◆ **What to produce**
Arrange the part of the items that opens with the line containing "blue sky | locate" and closes with the line containing "556,328 -> 640,356" as a JSON list of strings, one per line, with blank lines and pictures left out.

◆ **Records for the task**
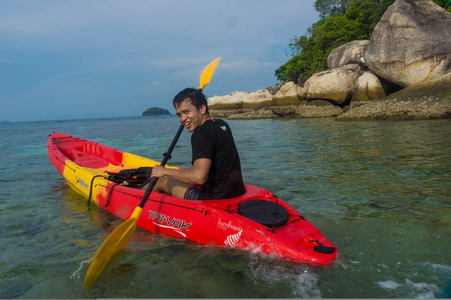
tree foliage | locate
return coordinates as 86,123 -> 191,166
275,0 -> 451,83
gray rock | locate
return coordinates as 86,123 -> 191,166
365,0 -> 451,86
327,40 -> 370,69
337,73 -> 451,121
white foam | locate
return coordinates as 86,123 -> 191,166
376,280 -> 401,290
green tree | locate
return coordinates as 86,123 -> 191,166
313,0 -> 350,19
275,0 -> 395,83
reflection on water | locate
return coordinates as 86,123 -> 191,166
0,116 -> 451,298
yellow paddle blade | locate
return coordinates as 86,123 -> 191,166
199,57 -> 221,90
85,206 -> 142,289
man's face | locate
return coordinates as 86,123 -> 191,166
175,98 -> 206,132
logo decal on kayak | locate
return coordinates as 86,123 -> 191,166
77,178 -> 89,189
218,219 -> 243,231
149,210 -> 192,237
224,230 -> 243,247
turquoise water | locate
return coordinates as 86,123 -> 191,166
0,116 -> 451,298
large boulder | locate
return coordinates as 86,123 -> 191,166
295,100 -> 343,118
271,81 -> 304,106
208,92 -> 248,110
243,89 -> 273,109
304,64 -> 363,105
337,73 -> 451,121
365,0 -> 451,87
351,71 -> 387,106
327,40 -> 370,69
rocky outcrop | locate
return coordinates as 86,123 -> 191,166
327,40 -> 370,69
295,100 -> 343,118
365,0 -> 451,86
227,108 -> 277,120
208,0 -> 451,120
351,71 -> 387,106
337,73 -> 451,121
271,81 -> 305,106
304,64 -> 363,105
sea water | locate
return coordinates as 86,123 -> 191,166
0,116 -> 451,298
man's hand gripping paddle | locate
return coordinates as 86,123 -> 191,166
85,57 -> 221,289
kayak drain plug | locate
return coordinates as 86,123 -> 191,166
310,240 -> 335,254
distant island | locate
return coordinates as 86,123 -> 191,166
142,107 -> 171,116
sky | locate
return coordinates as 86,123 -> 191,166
0,0 -> 319,122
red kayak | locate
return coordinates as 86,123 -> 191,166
47,133 -> 338,265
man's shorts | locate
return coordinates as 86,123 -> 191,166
183,185 -> 200,200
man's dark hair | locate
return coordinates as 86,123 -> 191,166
172,88 -> 208,114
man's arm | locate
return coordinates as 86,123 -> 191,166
152,158 -> 211,185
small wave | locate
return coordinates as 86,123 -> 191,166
70,258 -> 92,279
250,258 -> 321,298
376,279 -> 440,299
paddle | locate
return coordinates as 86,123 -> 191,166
85,57 -> 221,289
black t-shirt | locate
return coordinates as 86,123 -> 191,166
191,119 -> 245,200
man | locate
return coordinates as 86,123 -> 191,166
148,88 -> 245,200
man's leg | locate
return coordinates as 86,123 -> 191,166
142,177 -> 190,199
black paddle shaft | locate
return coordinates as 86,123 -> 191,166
138,124 -> 184,208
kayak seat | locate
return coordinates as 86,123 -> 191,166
238,200 -> 289,228
106,167 -> 152,187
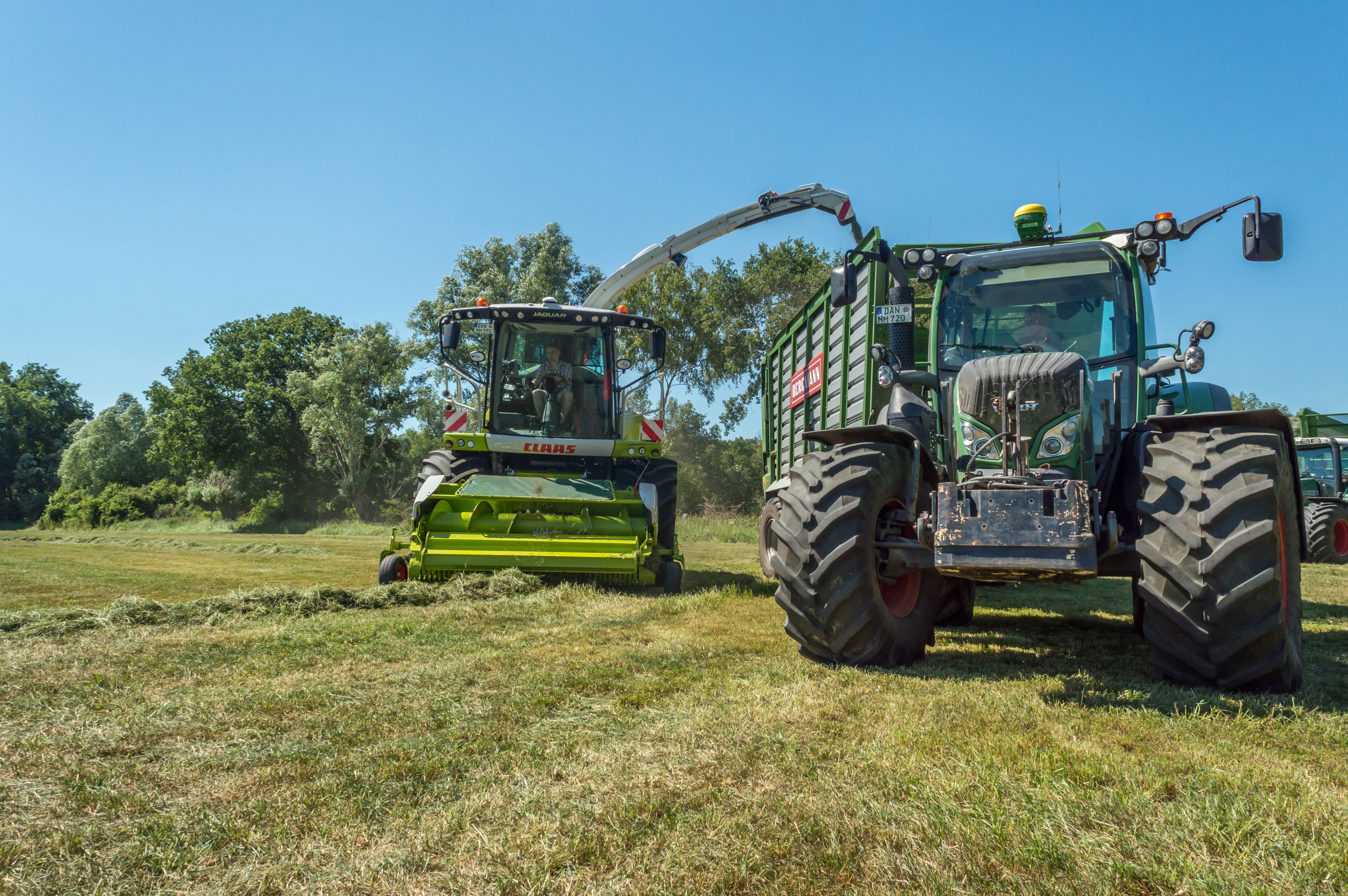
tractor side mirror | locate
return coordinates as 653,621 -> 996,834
1240,212 -> 1282,261
439,321 -> 464,352
829,263 -> 856,308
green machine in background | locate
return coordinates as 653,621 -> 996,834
1297,408 -> 1348,563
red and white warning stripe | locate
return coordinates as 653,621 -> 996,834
445,407 -> 468,432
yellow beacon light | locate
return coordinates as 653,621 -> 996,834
1012,202 -> 1049,242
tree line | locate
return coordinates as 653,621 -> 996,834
0,224 -> 836,527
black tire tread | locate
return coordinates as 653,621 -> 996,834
1135,426 -> 1301,691
770,443 -> 940,667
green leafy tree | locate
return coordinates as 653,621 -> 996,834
290,323 -> 423,520
146,307 -> 342,516
0,361 -> 93,520
61,392 -> 168,495
665,400 -> 763,515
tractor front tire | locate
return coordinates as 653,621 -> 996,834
417,449 -> 492,492
771,442 -> 941,667
1305,501 -> 1348,563
1138,426 -> 1302,693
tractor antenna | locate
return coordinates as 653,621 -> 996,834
1058,162 -> 1062,233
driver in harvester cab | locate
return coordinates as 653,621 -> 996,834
1011,305 -> 1064,352
532,341 -> 573,420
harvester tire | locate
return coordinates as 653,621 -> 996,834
771,442 -> 941,667
642,458 -> 678,550
1306,501 -> 1348,563
417,450 -> 492,490
1138,426 -> 1302,693
379,554 -> 407,585
759,497 -> 782,578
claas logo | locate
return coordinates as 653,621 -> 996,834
524,442 -> 576,454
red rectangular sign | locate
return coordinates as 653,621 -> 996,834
791,352 -> 824,407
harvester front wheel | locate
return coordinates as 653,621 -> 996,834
771,442 -> 941,667
417,450 -> 492,490
379,554 -> 407,585
1306,501 -> 1348,563
1138,426 -> 1301,691
642,458 -> 678,550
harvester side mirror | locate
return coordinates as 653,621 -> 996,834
829,263 -> 856,308
1240,212 -> 1282,261
439,321 -> 464,352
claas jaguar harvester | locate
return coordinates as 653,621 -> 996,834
759,197 -> 1305,691
379,185 -> 860,591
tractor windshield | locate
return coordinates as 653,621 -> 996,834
489,323 -> 613,439
938,241 -> 1136,371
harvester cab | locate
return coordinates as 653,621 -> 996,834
379,183 -> 860,591
760,197 -> 1299,690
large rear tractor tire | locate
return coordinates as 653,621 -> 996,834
1306,501 -> 1348,563
1138,426 -> 1301,693
417,449 -> 492,492
770,443 -> 941,667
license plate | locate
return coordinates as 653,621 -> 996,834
875,305 -> 913,323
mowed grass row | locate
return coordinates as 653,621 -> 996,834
0,536 -> 1348,893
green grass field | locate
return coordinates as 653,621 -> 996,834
0,531 -> 1348,895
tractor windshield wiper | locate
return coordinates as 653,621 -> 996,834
941,342 -> 1043,352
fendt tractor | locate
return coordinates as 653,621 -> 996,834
1297,408 -> 1348,563
759,197 -> 1305,691
379,183 -> 861,591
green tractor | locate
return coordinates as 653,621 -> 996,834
379,298 -> 683,591
1297,408 -> 1348,563
759,197 -> 1306,691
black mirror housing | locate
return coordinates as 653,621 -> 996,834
829,263 -> 856,308
1240,212 -> 1282,261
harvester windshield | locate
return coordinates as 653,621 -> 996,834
938,241 -> 1136,371
489,323 -> 613,439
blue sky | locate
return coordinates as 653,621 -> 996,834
0,3 -> 1348,434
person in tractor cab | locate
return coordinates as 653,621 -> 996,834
1011,305 -> 1064,352
532,341 -> 573,420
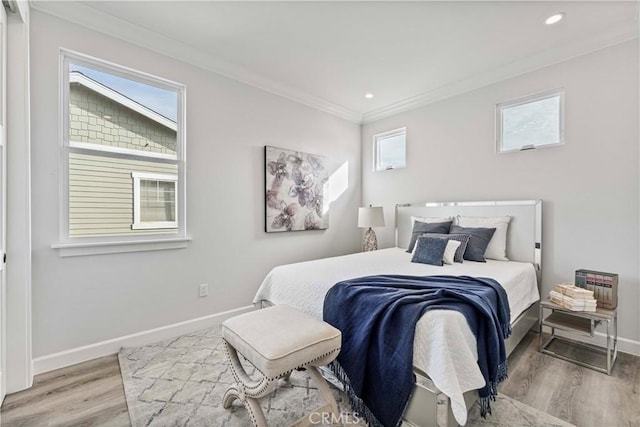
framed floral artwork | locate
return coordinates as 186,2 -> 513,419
264,146 -> 329,233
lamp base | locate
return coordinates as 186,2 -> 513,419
362,227 -> 378,252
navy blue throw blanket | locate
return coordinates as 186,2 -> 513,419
323,275 -> 511,427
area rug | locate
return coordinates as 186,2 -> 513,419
118,328 -> 571,427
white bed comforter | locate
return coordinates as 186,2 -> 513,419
253,248 -> 540,425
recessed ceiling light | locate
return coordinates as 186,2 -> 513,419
544,12 -> 564,25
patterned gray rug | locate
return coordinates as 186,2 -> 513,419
118,328 -> 571,427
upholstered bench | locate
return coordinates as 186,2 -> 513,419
222,305 -> 342,427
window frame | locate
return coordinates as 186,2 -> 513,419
495,87 -> 564,154
131,172 -> 178,230
51,48 -> 191,256
373,126 -> 407,172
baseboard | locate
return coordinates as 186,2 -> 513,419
33,305 -> 254,375
556,328 -> 640,356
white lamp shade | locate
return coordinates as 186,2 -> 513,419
358,206 -> 384,228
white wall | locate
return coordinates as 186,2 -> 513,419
362,40 -> 640,349
31,11 -> 361,358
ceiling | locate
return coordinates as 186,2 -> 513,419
32,0 -> 638,122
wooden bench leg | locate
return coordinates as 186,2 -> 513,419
222,341 -> 277,427
307,366 -> 340,417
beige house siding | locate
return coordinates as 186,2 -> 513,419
69,83 -> 178,237
69,83 -> 176,154
69,153 -> 178,237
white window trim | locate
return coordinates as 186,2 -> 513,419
373,127 -> 407,172
496,87 -> 564,154
51,49 -> 191,257
131,172 -> 178,230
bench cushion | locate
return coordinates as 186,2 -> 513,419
222,305 -> 342,378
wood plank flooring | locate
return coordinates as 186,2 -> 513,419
0,354 -> 131,427
0,332 -> 640,427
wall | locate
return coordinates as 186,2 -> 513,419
31,11 -> 361,360
362,40 -> 640,354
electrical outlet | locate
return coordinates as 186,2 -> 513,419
200,283 -> 209,298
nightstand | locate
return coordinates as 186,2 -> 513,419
538,299 -> 618,375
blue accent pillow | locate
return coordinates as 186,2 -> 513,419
411,235 -> 448,266
451,225 -> 496,262
429,233 -> 471,262
407,221 -> 453,253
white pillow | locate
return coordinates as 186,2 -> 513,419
456,215 -> 511,261
411,216 -> 453,229
442,239 -> 462,264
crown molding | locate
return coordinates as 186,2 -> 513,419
30,1 -> 639,124
30,1 -> 362,124
362,21 -> 639,124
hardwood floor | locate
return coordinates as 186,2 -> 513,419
499,332 -> 640,427
0,354 -> 130,427
0,332 -> 640,427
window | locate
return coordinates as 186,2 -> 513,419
131,172 -> 178,230
59,51 -> 186,254
373,128 -> 407,171
496,89 -> 564,153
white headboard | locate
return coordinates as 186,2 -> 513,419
396,200 -> 542,272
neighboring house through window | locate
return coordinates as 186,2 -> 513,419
61,51 -> 186,256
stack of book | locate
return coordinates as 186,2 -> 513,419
549,283 -> 597,311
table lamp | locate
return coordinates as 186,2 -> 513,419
358,206 -> 384,252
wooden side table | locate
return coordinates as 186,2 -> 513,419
538,299 -> 618,375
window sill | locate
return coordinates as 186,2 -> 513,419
51,237 -> 191,257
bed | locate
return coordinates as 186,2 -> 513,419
254,200 -> 542,426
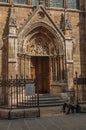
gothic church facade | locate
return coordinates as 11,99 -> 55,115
0,0 -> 86,99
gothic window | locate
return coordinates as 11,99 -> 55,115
14,0 -> 27,4
50,0 -> 63,7
68,0 -> 79,9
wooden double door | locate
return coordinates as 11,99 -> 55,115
31,56 -> 50,93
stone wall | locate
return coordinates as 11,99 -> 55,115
0,1 -> 86,82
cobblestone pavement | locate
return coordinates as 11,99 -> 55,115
0,107 -> 86,130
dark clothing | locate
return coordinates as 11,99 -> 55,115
63,96 -> 75,114
63,103 -> 74,114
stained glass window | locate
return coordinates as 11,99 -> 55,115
32,0 -> 39,6
68,0 -> 79,9
14,0 -> 27,4
50,0 -> 63,7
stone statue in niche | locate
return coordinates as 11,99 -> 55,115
67,49 -> 73,60
30,42 -> 48,55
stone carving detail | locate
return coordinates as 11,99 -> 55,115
29,39 -> 49,55
38,11 -> 45,18
65,13 -> 72,30
9,3 -> 16,25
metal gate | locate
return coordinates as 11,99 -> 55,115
0,75 -> 39,109
74,72 -> 86,102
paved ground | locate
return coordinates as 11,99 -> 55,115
0,107 -> 86,130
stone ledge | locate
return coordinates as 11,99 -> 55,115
0,108 -> 40,119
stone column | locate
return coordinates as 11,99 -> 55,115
65,37 -> 73,89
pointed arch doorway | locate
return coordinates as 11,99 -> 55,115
31,56 -> 50,93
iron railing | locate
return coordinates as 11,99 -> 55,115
0,75 -> 39,109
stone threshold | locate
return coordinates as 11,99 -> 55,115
0,108 -> 40,119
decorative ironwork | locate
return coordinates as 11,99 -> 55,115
0,75 -> 39,109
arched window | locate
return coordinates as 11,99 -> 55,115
50,0 -> 63,7
14,0 -> 27,4
67,0 -> 79,9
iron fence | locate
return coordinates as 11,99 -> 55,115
73,72 -> 86,101
0,75 -> 39,109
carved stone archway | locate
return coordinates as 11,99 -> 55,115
18,22 -> 65,92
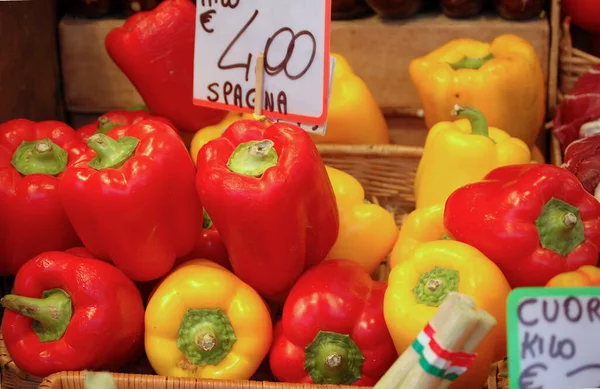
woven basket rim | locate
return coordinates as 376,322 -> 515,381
317,144 -> 423,159
39,371 -> 372,389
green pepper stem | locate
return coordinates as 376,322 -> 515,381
452,104 -> 491,139
11,139 -> 69,176
449,53 -> 494,70
304,331 -> 365,385
227,139 -> 278,177
88,134 -> 140,170
535,198 -> 585,257
0,289 -> 73,342
177,308 -> 236,370
413,266 -> 460,307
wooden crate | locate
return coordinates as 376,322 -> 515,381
59,12 -> 557,115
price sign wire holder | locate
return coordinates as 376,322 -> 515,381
254,52 -> 267,122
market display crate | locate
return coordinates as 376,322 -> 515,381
547,2 -> 600,165
34,361 -> 508,389
0,0 -> 576,389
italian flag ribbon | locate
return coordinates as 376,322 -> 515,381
411,323 -> 477,381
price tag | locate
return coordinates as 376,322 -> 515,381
269,57 -> 336,135
507,287 -> 600,389
194,0 -> 331,125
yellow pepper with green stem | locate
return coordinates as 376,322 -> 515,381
409,34 -> 546,148
414,106 -> 531,209
325,166 -> 398,274
384,240 -> 510,389
145,260 -> 273,380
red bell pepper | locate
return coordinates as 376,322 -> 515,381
269,260 -> 398,386
105,0 -> 227,132
60,120 -> 202,281
0,119 -> 86,275
0,251 -> 144,377
175,210 -> 232,270
77,109 -> 176,142
444,164 -> 600,287
196,120 -> 339,301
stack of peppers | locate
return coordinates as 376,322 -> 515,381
0,110 -> 399,385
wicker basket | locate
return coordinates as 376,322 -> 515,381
558,19 -> 600,102
547,13 -> 600,166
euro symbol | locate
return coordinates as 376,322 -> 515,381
200,9 -> 217,34
519,363 -> 548,389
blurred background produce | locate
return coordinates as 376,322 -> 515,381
331,0 -> 373,20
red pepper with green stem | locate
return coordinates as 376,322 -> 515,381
0,119 -> 86,275
196,120 -> 339,302
77,108 -> 176,142
270,260 -> 398,386
444,164 -> 600,287
60,120 -> 202,281
105,0 -> 227,132
0,251 -> 144,377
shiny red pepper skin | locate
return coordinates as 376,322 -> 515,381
175,211 -> 232,270
444,164 -> 600,287
2,252 -> 144,377
270,260 -> 398,386
60,120 -> 202,281
77,109 -> 177,142
0,119 -> 85,275
196,120 -> 339,301
105,0 -> 227,132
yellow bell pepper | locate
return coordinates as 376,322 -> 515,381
384,240 -> 510,389
326,166 -> 398,274
190,111 -> 254,165
390,204 -> 446,269
409,34 -> 546,147
546,266 -> 600,288
145,260 -> 273,380
311,53 -> 390,144
414,106 -> 531,208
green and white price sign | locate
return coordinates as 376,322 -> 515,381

◆ **Answer below**
[
  "blue sky | locate",
  "return coordinates as 653,621 -> 996,834",
  "0,3 -> 1348,434",
  "person in tractor cab | locate",
  "return coordinates as 653,621 -> 996,834",
  "1011,305 -> 1064,352",
  "532,341 -> 573,420",
  "framed floral artwork | locate",
  "return coordinates as 186,2 -> 513,419",
  "264,146 -> 329,233",
  "lamp base | locate",
  "return coordinates as 186,2 -> 513,419",
  "362,227 -> 378,252",
  "navy blue throw blanket | locate",
  "return coordinates as 186,2 -> 513,419",
  "323,275 -> 511,427",
  "area rug | locate",
  "return coordinates as 186,2 -> 513,419",
  "118,328 -> 571,427",
  "white bed comforter | locate",
  "return coordinates as 186,2 -> 513,419",
  "253,248 -> 540,425",
  "recessed ceiling light | locate",
  "return coordinates as 186,2 -> 513,419",
  "544,12 -> 564,25",
  "patterned gray rug | locate",
  "return coordinates as 186,2 -> 513,419",
  "118,328 -> 571,427",
  "upholstered bench | locate",
  "return coordinates as 186,2 -> 513,419",
  "222,305 -> 342,427",
  "window frame | locate",
  "return coordinates as 186,2 -> 513,419",
  "495,87 -> 564,154",
  "131,172 -> 178,230",
  "51,48 -> 191,256",
  "373,126 -> 407,172",
  "baseboard | locate",
  "return coordinates as 186,2 -> 513,419",
  "33,305 -> 254,375",
  "556,328 -> 640,356"
]